[Requirements]
Begin at the line that contains "Indicate the grey" and continue through the end of the records. Write out every line, requests included, with each coordinate in the answers shifted by -67.

[Data extract]
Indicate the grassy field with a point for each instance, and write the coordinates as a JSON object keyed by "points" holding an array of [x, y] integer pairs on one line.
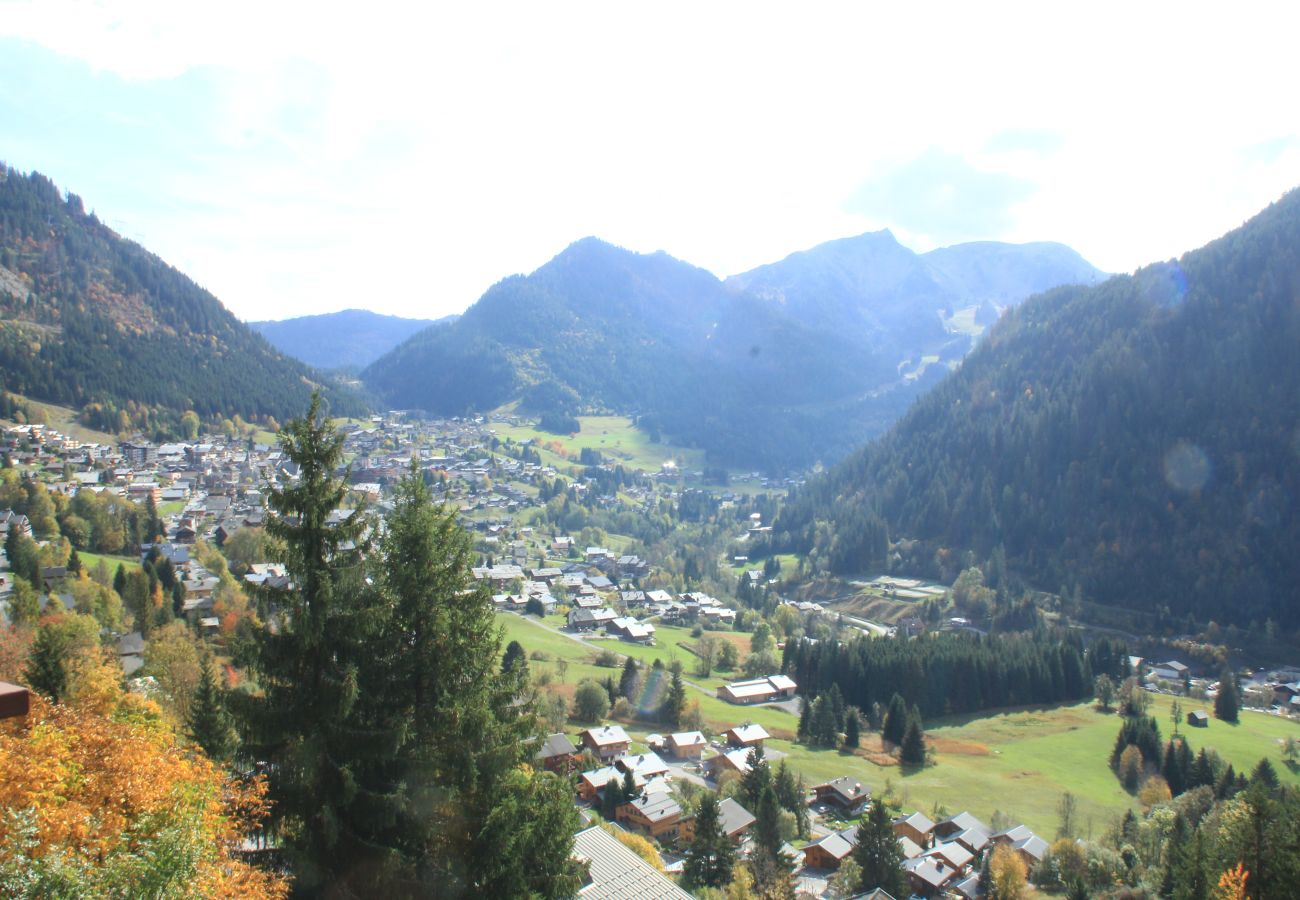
{"points": [[614, 436], [91, 559], [64, 420], [1018, 762]]}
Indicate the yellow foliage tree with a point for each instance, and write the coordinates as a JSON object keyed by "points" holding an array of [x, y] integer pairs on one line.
{"points": [[1231, 885], [1008, 873], [103, 803]]}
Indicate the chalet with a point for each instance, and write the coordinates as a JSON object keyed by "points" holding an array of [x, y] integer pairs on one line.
{"points": [[631, 630], [975, 839], [736, 761], [590, 619], [928, 875], [655, 814], [609, 741], [845, 792], [831, 851], [1023, 842], [735, 820], [557, 754], [614, 872], [746, 735], [645, 765], [954, 825], [917, 827], [954, 853], [758, 691], [14, 701], [1170, 671], [687, 744]]}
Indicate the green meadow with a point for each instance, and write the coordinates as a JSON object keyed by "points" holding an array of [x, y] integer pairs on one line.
{"points": [[1018, 761]]}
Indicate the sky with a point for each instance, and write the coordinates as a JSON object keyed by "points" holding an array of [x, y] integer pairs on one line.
{"points": [[307, 158]]}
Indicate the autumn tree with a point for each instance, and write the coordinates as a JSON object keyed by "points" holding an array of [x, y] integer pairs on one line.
{"points": [[878, 853], [711, 855], [320, 740], [207, 721], [103, 803]]}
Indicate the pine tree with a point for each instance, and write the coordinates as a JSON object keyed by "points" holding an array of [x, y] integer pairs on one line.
{"points": [[675, 701], [913, 751], [711, 855], [852, 728], [896, 721], [208, 723], [1229, 701], [754, 782], [611, 797], [499, 821], [515, 654], [47, 669], [321, 741], [631, 680], [879, 853]]}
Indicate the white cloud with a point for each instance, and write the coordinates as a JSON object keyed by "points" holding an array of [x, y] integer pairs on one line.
{"points": [[406, 159]]}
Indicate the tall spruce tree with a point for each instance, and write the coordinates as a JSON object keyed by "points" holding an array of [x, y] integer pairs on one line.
{"points": [[477, 822], [711, 855], [1229, 700], [879, 853], [896, 721], [208, 723], [313, 727]]}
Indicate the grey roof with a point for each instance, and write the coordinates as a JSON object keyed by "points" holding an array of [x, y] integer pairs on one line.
{"points": [[557, 744], [616, 873], [733, 817]]}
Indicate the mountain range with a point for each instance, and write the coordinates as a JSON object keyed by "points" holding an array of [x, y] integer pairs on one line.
{"points": [[95, 321], [791, 363], [1136, 444], [347, 340]]}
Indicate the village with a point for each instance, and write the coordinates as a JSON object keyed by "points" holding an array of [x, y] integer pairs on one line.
{"points": [[589, 591]]}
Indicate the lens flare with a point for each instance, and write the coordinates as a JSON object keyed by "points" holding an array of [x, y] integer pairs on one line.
{"points": [[1187, 468]]}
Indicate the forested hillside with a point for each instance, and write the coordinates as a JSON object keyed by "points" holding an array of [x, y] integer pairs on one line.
{"points": [[91, 319], [796, 362], [1138, 441], [345, 340]]}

[Full solution]
Indicate the grey roof with a point for each instance, and write the coordinates as a JSON object keyed by "points" holding an array of [x, y] integer pairs on one line.
{"points": [[490, 677], [549, 806], [666, 750]]}
Indicate the mountain range with a point for each instance, and write the coordinates as a JSON object keyed by "points" holding an array of [x, y] integer pairs on one line.
{"points": [[28, 254], [724, 296], [1069, 377], [280, 273]]}
Indicate the village with a point for each instance, and write the coordinates as a JSON object keyed by "points" holding an array of [x, y] integer pairs on one line.
{"points": [[522, 524]]}
Indicate the lens flare with a point for each instance, and write the coordinates as a JSON object keyed by "points" holding an array of [x, y] integer pairs on one line.
{"points": [[1120, 401]]}
Indicate the forested hillside with a point for each instance, and write the coordinates as a JSON object keyed by "points" holding an array of [x, y] integer pairs on one line.
{"points": [[24, 252], [729, 295], [1071, 374], [278, 273]]}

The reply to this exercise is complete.